▶ **THE TASKS**
a) In the Vision Transformer notebook, reproduce everything from "4) Add Positional" down to "2, 3, ..., 100." word for word.
b) In the Vision Transformer notebook, list every parameter that the `__init__` method of the `PatchEmbedding` class takes, not counting `self`.

▶ **TEXT TO READ**
[BEGIN]

In [2]:
import torch 
from torch import nn 

### ViT Architecture from the 16x16 words paper

![vit_architecture](ViT_architecture.png)
 

In [6]:
LEARNING_RATE = 1e-4
NUM_CLASSES = 10 #because MNIST
PATCH_SIZE = 4 #we chose 4-> pixel length of 1 dimension
IMAGE_SIZE = 28 #The MNIST dataset images are 28 × 28 pixels in size. (H,W) = (28, 28) 
IN_CHANNELS = 1 #MNIST only has 1 channel (Grayscale). Note: RGB would be 3 channels. 
NUM_HEADS = 8 #Within the transformer encoder there are attention heads- we choose 8 of them.                           
DROPOUT = 0.001 
HIDDEN_DIM = 768 #hidden dimentsion of MLP head for classification 
ADAM_WEIGHT_DECAY = 0 # paper uses 0.1, set it to 0 (defautl value)
ADAM_BETAS = (0.9, 0.999) # again from paper. 

ACTIVATION = "gelu" #again use the same as the paper 
NUM_ENCODER = 4 #stack encoders on top of each other (architecture just shows one)


##This is the input size to the patch embedding layer (aka flattening image into sequence of patches )
EMBED_DIM = (PATCH_SIZE**2) * IN_CHANNELS # 16 -> basically the number of patches

## Paper defines the below as: N =HW / P^2
NUM_PATCHES = (IMAGE_SIZE // PATCH_SIZE) ** 2 # 49

device = "cude" if torch.cuda.is_available() else "cpu"

## Quick Check in on [CLS] Token and Positional Embeddings 

In ViT: 
- split image into patches and turn them into embeddings (1 patch = 1 embedding vector)
- model pretends that the patches are a sequence of tokens, just like words in NLP models like BERT

2 Important points : 
1) prepend a special [CLS] token (like "classification token") at the start of the sequence.
2) add positional embeddings to every token (patches and the [CLS] token) so the model knows the order.

# Example:
1) After patch embedding, suppose we have: 
- 100 patches, where each patch is an embedding vector of size D (say, 768)
- so our sequence has shape: (100,768)

2) Create [CLS] token 
- Create a new learnable vector (randomly initialized) of size D, called the [CLS] token -> just another vector like a patch but it doesn't come from the image

3) Prepend the [CLS] token
- now sequence becomes: (1+100,768)
- where First position: [CLS] token & Next positions: patch tokens

4) Add Positional Embeddings 
- Transformers have no sense of order natively, so you add (element-wise) a positional embedding vector to each token
- The [CLS] token gets a positional embedding for position 0.
-  Patch tokens get positional embeddings for positions 1, 2, 3, ..., 100.
- Now the model knows which patch is where.

In [7]:
# Creating CLS Tokens and merging with Positional Embeddings 

class PatchEmbedding(nn.Module):
    def __init__(self, embedding_dim, patch_size, num_patches, dropout, in_channels): 
        super().__init__()
        
        #function that divides images into patches
        self.patcher = nn.Sequential(
            # all Conv2d does is divide our image into patch sizes
            nn.Conv2d(
                in_channels=in_channels,
                out_channels=embedding_dim,
                kernel_size=patch_size,
                stride=patch_size,
            ), 
            nn.Flatten(start_dim=2)) #equivalent to nn.Flatten(start_dim=2, end_dim=-1) -> not a learnable layer (converts patched into sequence of vectors)

[END]

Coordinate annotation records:
[BEGIN]

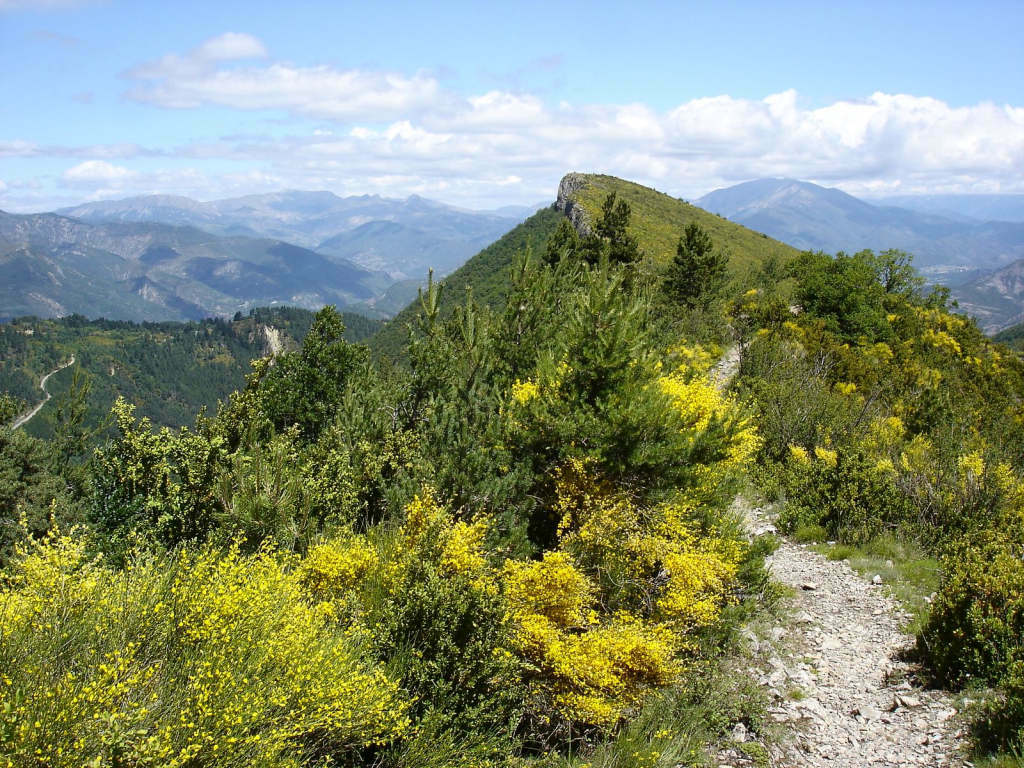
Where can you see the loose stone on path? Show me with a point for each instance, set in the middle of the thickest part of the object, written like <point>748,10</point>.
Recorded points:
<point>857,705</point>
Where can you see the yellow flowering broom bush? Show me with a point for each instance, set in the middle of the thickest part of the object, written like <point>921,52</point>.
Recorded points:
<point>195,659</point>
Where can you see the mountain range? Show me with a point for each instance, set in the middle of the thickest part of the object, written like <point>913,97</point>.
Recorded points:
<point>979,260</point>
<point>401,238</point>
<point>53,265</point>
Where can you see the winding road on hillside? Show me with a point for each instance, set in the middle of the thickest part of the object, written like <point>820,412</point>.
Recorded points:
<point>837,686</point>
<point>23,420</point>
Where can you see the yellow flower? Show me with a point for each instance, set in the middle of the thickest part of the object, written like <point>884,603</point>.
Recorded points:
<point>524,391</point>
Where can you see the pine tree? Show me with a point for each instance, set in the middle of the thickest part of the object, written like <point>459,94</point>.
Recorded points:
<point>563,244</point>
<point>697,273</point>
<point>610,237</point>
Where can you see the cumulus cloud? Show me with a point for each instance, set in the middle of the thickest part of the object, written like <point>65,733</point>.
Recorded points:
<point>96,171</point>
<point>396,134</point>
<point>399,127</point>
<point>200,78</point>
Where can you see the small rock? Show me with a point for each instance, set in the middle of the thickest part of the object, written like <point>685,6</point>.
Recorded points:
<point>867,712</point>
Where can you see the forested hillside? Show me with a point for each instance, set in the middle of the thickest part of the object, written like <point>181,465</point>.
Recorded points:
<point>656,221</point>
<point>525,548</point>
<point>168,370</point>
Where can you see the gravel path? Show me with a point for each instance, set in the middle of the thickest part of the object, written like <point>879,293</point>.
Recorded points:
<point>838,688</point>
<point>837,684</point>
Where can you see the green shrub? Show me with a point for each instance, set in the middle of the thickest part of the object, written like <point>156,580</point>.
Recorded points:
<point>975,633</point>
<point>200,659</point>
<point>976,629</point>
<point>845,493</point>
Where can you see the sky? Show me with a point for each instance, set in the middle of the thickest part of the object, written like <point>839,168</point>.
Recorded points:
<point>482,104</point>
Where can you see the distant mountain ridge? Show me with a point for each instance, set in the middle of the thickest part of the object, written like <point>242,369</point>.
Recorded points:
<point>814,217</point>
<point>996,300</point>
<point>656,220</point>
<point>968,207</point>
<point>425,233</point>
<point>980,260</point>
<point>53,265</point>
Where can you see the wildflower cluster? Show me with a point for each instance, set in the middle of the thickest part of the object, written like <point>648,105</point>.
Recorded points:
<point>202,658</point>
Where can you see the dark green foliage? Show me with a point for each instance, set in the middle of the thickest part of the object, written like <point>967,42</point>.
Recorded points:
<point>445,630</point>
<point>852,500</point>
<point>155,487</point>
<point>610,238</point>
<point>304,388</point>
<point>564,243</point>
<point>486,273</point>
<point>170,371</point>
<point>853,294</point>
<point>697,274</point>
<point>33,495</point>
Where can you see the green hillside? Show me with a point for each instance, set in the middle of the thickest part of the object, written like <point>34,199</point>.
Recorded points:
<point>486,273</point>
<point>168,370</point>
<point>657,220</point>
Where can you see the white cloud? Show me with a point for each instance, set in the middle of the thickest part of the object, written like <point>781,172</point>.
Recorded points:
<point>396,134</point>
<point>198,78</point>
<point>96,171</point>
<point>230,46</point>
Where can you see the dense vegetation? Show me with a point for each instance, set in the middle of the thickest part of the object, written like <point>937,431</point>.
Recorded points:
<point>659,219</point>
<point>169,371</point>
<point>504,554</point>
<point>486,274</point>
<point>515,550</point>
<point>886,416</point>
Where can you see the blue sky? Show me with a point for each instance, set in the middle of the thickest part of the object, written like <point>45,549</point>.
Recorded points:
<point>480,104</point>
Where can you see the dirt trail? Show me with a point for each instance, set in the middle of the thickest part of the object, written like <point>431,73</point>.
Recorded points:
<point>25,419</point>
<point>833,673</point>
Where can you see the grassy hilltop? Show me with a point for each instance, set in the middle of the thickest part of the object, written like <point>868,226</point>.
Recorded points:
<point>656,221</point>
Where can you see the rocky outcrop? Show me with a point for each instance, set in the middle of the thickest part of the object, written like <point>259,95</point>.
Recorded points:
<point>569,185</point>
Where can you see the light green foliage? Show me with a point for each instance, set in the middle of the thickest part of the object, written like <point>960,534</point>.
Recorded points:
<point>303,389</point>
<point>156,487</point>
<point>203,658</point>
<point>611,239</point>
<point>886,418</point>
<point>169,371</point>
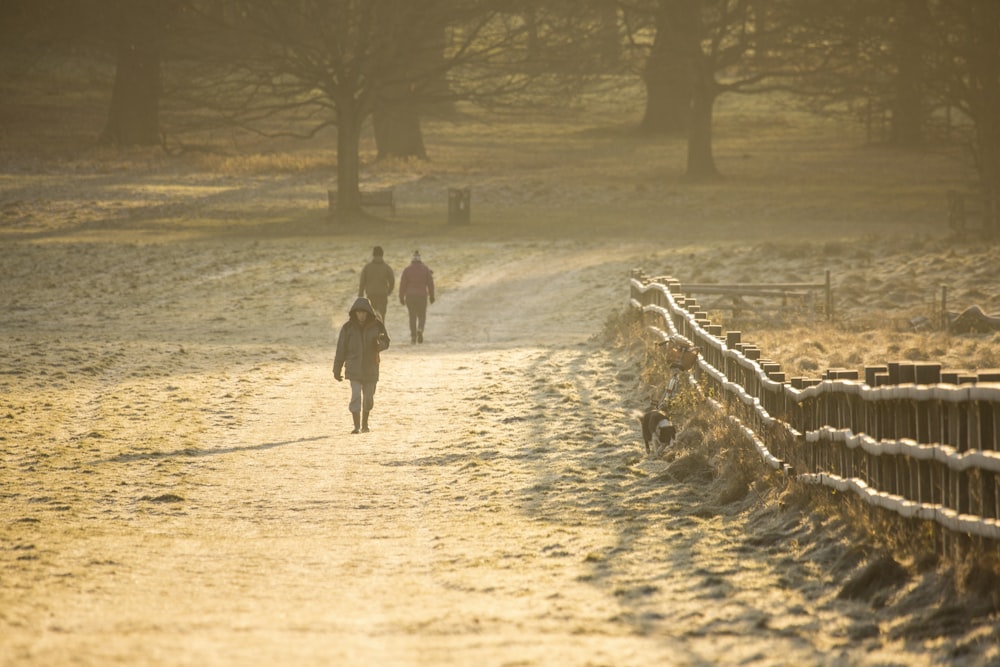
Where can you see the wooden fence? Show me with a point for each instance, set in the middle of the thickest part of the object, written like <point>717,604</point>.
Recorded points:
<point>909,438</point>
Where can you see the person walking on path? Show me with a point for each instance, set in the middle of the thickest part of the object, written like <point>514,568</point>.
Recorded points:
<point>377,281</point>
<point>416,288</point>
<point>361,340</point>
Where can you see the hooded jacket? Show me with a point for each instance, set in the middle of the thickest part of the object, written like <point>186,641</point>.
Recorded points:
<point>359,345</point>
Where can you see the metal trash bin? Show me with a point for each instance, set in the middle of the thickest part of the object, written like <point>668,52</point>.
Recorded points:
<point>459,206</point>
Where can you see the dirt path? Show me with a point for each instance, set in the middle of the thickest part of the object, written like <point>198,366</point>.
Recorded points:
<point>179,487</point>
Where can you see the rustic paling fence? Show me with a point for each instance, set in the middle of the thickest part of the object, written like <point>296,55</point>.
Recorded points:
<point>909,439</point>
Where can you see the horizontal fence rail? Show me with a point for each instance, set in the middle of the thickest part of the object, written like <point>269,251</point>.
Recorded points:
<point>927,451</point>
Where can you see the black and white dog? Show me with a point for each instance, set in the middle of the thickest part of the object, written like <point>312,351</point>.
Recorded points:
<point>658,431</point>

[END]

▶ **WRITTEN RESPONSES**
a)
4) Add Positional Embeddings 
- Transformers have no sense of order natively, so you add (element-wise) a positional embedding vector to each token
- The [CLS] token gets a positional embedding for position 0.
-  Patch tokens get positional embeddings for positions 1, 2, 3, ..., 100.

b)
- embedding_dim
- patch_size
- num_patches
- dropout
- in_channels